** GIVEN PROBLEM **
The data below needs to be returned exactly, line for line.
— Begin —
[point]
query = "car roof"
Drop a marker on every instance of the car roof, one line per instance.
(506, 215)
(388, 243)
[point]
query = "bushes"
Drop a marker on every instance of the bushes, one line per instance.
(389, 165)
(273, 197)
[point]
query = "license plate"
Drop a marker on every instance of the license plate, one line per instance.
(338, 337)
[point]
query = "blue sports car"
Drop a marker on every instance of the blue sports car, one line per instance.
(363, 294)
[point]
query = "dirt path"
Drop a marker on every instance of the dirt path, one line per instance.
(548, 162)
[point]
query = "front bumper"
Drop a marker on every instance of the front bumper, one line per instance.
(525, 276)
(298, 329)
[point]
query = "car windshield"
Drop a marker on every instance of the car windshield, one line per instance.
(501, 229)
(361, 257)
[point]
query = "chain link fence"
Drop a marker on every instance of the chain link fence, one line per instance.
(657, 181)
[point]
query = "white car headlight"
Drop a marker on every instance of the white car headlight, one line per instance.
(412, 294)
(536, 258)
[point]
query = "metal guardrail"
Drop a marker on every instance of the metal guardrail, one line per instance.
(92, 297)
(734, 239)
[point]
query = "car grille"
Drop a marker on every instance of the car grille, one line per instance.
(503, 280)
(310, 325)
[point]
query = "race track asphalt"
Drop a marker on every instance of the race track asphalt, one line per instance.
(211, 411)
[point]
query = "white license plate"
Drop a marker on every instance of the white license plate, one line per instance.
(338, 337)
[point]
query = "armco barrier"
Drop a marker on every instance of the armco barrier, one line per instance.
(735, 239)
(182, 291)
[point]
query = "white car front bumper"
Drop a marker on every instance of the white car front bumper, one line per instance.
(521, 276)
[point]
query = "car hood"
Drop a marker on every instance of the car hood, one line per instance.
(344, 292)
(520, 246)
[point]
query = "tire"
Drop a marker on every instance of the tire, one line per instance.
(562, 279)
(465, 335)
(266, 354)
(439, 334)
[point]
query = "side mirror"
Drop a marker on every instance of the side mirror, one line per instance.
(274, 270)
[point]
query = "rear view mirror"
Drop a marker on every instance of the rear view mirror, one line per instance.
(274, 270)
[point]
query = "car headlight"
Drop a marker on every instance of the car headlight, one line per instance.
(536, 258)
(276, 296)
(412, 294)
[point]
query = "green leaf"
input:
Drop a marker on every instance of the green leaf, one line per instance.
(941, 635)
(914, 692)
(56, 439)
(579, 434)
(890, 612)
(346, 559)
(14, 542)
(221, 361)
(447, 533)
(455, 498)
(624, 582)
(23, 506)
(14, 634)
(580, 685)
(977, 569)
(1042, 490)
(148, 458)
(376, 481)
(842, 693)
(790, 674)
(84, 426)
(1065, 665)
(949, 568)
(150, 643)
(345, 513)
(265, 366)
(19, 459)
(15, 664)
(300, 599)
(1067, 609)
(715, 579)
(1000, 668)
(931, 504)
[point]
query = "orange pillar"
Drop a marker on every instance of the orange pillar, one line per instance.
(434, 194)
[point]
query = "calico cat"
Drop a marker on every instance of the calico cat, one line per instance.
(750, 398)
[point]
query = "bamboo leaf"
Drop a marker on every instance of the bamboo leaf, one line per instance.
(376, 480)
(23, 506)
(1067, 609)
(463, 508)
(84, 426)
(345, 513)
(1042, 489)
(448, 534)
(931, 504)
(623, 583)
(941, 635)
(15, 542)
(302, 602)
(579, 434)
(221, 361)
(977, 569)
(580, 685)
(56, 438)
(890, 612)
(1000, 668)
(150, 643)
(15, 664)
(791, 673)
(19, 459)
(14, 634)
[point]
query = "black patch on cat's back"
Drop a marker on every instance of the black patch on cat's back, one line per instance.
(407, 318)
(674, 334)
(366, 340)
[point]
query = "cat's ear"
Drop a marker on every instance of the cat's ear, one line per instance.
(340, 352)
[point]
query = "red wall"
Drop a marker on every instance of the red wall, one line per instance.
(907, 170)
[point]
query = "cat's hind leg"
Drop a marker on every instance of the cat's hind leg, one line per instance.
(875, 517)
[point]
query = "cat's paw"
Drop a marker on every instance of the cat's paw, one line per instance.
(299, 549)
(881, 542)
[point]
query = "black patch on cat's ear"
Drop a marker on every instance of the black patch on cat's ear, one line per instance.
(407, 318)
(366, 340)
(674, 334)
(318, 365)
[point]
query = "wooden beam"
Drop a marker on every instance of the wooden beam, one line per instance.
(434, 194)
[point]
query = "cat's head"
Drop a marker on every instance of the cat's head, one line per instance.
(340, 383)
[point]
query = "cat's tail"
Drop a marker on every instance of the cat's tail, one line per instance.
— End —
** ANSWER FOR THE TASK **
[point]
query = "car roof"
Drop a marker on every instance of the car roof, one line per instance.
(506, 215)
(388, 243)
[point]
query = "bushes"
Drop a marker on every instance of the bushes, one line per instance.
(389, 165)
(273, 197)
[point]
query = "license plate"
Drop a marker on every instance of the license plate, one line per instance.
(338, 337)
[point]
query = "blue sports car"
Drop a marker on every instance of the blue sports car, one line per instance.
(363, 294)
[point]
query = "dirt path"
Drop a marker on every instance of the dirt path, one line per instance.
(548, 162)
[point]
query = "front bumper"
Drop a marker on every instance of the front bumper, one line per instance.
(525, 276)
(298, 329)
[point]
query = "car windshield"
Drop a marker on every instance of the car windshield, one line per instance.
(501, 229)
(361, 257)
[point]
query = "chain link fence"
Drop a marker on every instance of the chain link fence, one line per instance.
(657, 181)
[point]
query = "white car headlight"
Drop a marker on every instance of the white car headlight, one line per instance.
(412, 294)
(536, 258)
[point]
query = "metal guardrail"
Drop a marker on every instance of the metal guardrail, one line per instance.
(92, 297)
(734, 239)
[point]
query = "car grille"
Drop a marker on every instance of the car grille, one line per instance.
(503, 280)
(310, 325)
[point]
query = "race track asphalt"
Drop a marker on every instance of the race track asphalt, one line per instance.
(211, 411)
[point]
query = "white license plate"
Drop a marker on every instance of the white license plate, one line per instance.
(338, 337)
[point]
query = "armco barrier"
Drop a marker on every instance of the armco barrier, one line per instance.
(735, 239)
(182, 291)
[point]
query = "white car front bumper"
Drop a marker on every instance of the white car front bumper, one line per instance.
(521, 276)
[point]
query = "car hood"
Drop a marker on every instance of the car hood, one line per instance.
(344, 292)
(520, 246)
[point]
query = "tire"
Drop a marker on every instance of the tire, one line per instance.
(562, 279)
(465, 335)
(266, 354)
(439, 334)
[point]
query = "side mirror"
Drop a marker on every instance of the side mirror, one line per instance.
(274, 270)
[point]
query = "rear view mirror"
Drop a marker on every instance of the rear view mirror, one line per instance.
(274, 270)
[point]
query = "car headlight"
Drop a marker on every instance of the car headlight, one line per instance.
(536, 258)
(276, 296)
(412, 294)
[point]
query = "green leaf"
input:
Drop a marker on every instance of the green leaf, one line per instance.
(941, 635)
(914, 692)
(56, 439)
(579, 434)
(890, 612)
(346, 559)
(14, 542)
(221, 361)
(447, 533)
(455, 498)
(624, 582)
(23, 506)
(14, 634)
(580, 685)
(977, 569)
(1042, 490)
(148, 458)
(376, 481)
(842, 693)
(790, 674)
(84, 426)
(1065, 665)
(949, 568)
(150, 643)
(345, 513)
(265, 366)
(19, 459)
(15, 664)
(300, 599)
(1067, 609)
(715, 579)
(1000, 668)
(931, 504)
[point]
query = "orange pillar"
Drop a marker on every instance of the orange pillar, one line per instance.
(434, 194)
[point]
query = "calico cat"
Drop a marker on every instance of the calico cat, one line per instance.
(750, 398)
[point]
query = "bamboo leaf"
Drop a marker on every instance of the bamboo leaf, one line per instance.
(376, 480)
(23, 506)
(1067, 609)
(463, 508)
(84, 426)
(345, 513)
(1042, 489)
(448, 534)
(931, 504)
(623, 583)
(941, 635)
(15, 542)
(302, 602)
(579, 434)
(221, 361)
(977, 569)
(580, 685)
(56, 438)
(890, 612)
(1000, 668)
(150, 643)
(15, 664)
(791, 673)
(19, 459)
(14, 634)
[point]
query = "black patch on cat's back"
Drop a marker on every instance of the black patch on cat's back, one line per instance.
(407, 318)
(674, 334)
(366, 340)
[point]
query = "cat's ear"
Drop a marker on every instance of the cat's ear, one line per instance.
(340, 352)
[point]
query = "red wall"
Drop a marker on every instance of the red wall, one line per instance.
(907, 170)
[point]
query = "cat's hind leg"
Drop a marker on every instance of the cat's hind leg, one line per instance.
(875, 517)
[point]
query = "cat's paw"
Drop a marker on every instance of the cat's paw, one line per instance.
(299, 549)
(881, 542)
[point]
query = "black patch on cat's ear"
Drop a marker on every instance of the black patch on cat's ear, one line per instance.
(407, 318)
(366, 340)
(674, 334)
(318, 365)
[point]
query = "wooden beam"
Drop a marker on every instance of the wooden beam, one line per instance.
(434, 194)
[point]
query = "cat's head"
Drop a marker on every instance of the cat's head, one line per instance.
(340, 383)
[point]
query = "cat's tail"
Drop a marker on every instance of the cat's tail, one line per instance.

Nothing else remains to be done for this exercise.